**EXTRAIT SOURCE**
•••
C'est la question que pose Jean-Pierre Locci dans "Mémoires d'Industries vauclusiennes". Sans vouloir raviver la guerre du pastis, ce sont bien des Avignonnais d'adoption, Jules François Pernod et son fils Jules Félix qui après l'interdiction de l'absinthe, en 1915, élaborent une nouvelle boisson à base d'anis. Jules Félix dépose la marque "Anis Pernod" dès la fin de la guerre.
Edgar Degas rend compte dans ce tableau de la très mauvaise image qu'avait l'absinthe
Ce n'est qu'en 1932 que Paul Ricard lance le "vrai Pastis de Marseille". Il serait vain aujourd'hui que les marques Pernod et Ricard ont fusionné de relancer la guerre pour savoir qui est à l'origine de la recette de cet apéritif qui fait la gloire de la ville.
Mais c'est encore plus compliqué car il y eut aussi une rivalité sur le nom de Pernod, entre l'usine de Montfavet et celle de Pontarlier. On peut parler d'un vrai "pastis" (2).
A l'origine, non pas l'absinthe, mais l'industrie textile. Gaspard Pernod est originaire de l'Ain et s'est installé au début du XIXème siècle à Avignon en tant que teinturier en soies et indiennes. Son fils, Jules-François a suivi une formation de chimiste dans les industries lyonnaises et est revenu travailler à Avignon dans l'entreprise de garance Amic. Par son mariage, il a pu reprendre l'affaire. En 1870, il la transforme en fabrique d'absinthe, lorsque la garance est concurrencée par l'alizarine artificielle. Devant le succès remporté par cette nouvelle activité, il transfère l'usine à Montfavet. (3)
•••
**DONNÉES FOURNIES**
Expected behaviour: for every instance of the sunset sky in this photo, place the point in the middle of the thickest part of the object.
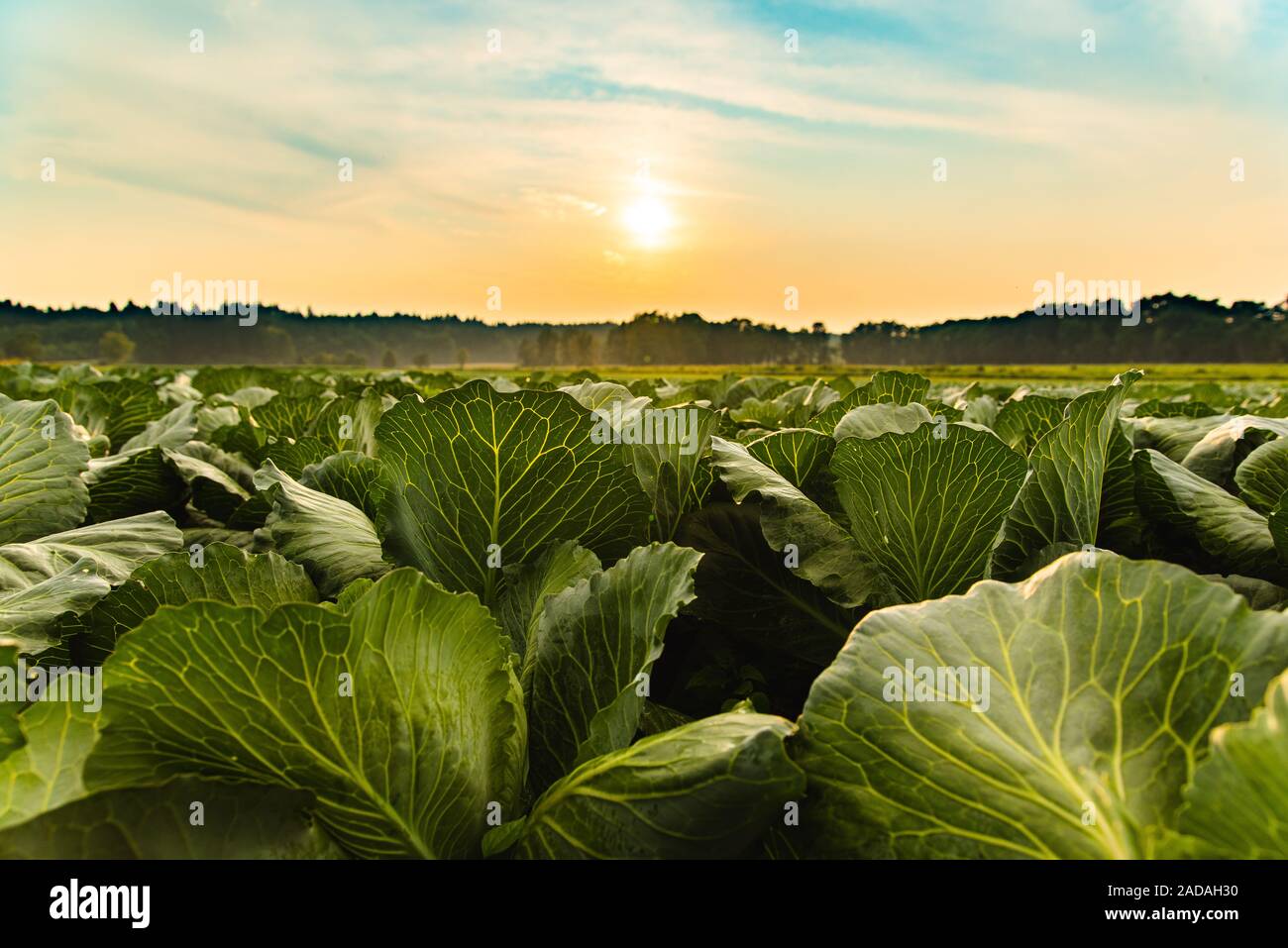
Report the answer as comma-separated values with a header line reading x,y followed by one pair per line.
x,y
614,158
•••
**CONSIGNES**
- A) Répondez à ces questions d'après l'extrait sur les origines du pastis :
(i) En quelle année l'absinthe a-t-elle été interdite ?
(ii) Quel produit Paul Ricard lance-t-il en 1932 ?
(iii) Quel métier Gaspard Pernod exerçait-il à Avignon ?
- B) Pour chaque affirmation, dites si elle concorde avec l'extrait sur les origines du pastis, en citant les mots décisifs de l'extrait :
(i) Gaspard Pernod venait de l'Ain.
(ii) Jules-François Pernod a converti l'entreprise en fabrique d'absinthe en 1915.
(iii) C'est Jules François qui a déposé la marque "Anis Pernod".
- C) Prolongez l'extrait sur les origines du pastis à partir de sa dernière phrase.

**RÉPONSES DANS L'ORDRE**
- A)
(i) En 1915.
(ii) Le "vrai Pastis de Marseille".
(iii) Il était teinturier en soies et indiennes.

- B)
(i) Oui : "Gaspard Pernod est originaire de l'Ain".
(ii) Non : "En 1870, il la transforme en fabrique d'absinthe".
(iii) Non : "Jules Félix dépose la marque "Anis Pernod" dès la fin de la guerre."

- C)
L'absinthe est une boisson élaborée à partir d'une plante vivace annuelle : Artemisia absinthium, la plante d'Artémis, variété d'armoise, qui pousse sur les sols pauvres.
La boisson, très en vogue entre 1870 et 1900, est de couleur verte, d'où son nom de "fée verte". Elle nécessite tout un rituel qui contribue sans doute à son succès : l'eau est filtrée à travers un sucre posé sur une cuiller :
L'absinthe fait la fortune de l'usine Pernod de Montfavet. Mais devant les ravages que cette boisson provoque elle finit par être interdite le 16 mars 1915. Jules-François Pernod et son fils créent une nouvelle boisson anisée au goût proche de celui de l'absinthe dont le succès est immédiat. Elle est entrée en concurrence avec la marque « Anis Pernod fils » déposée par les successeurs Pernod de Pontarlier en 1926 . La concurrence aboutira là aussi à une fusion en 1928 pour créer les établissements Pernod qui seront transférés en 1929 dans la région parisienne, malheureusement pour le Vaucluse.
L'anis Pernod prend le nom de Pastis 51 en 1954 et la rivalité avec le Pastis Ricard, jusqu'à la fusion des sociétés en 1974 sous le nom Pernod Ricard, chaque marque gardant son identité. La boisson "pastis" est aujourd'hui commercialisée par de nombreuses distilleries, avec même des "pastis à l'ancienne".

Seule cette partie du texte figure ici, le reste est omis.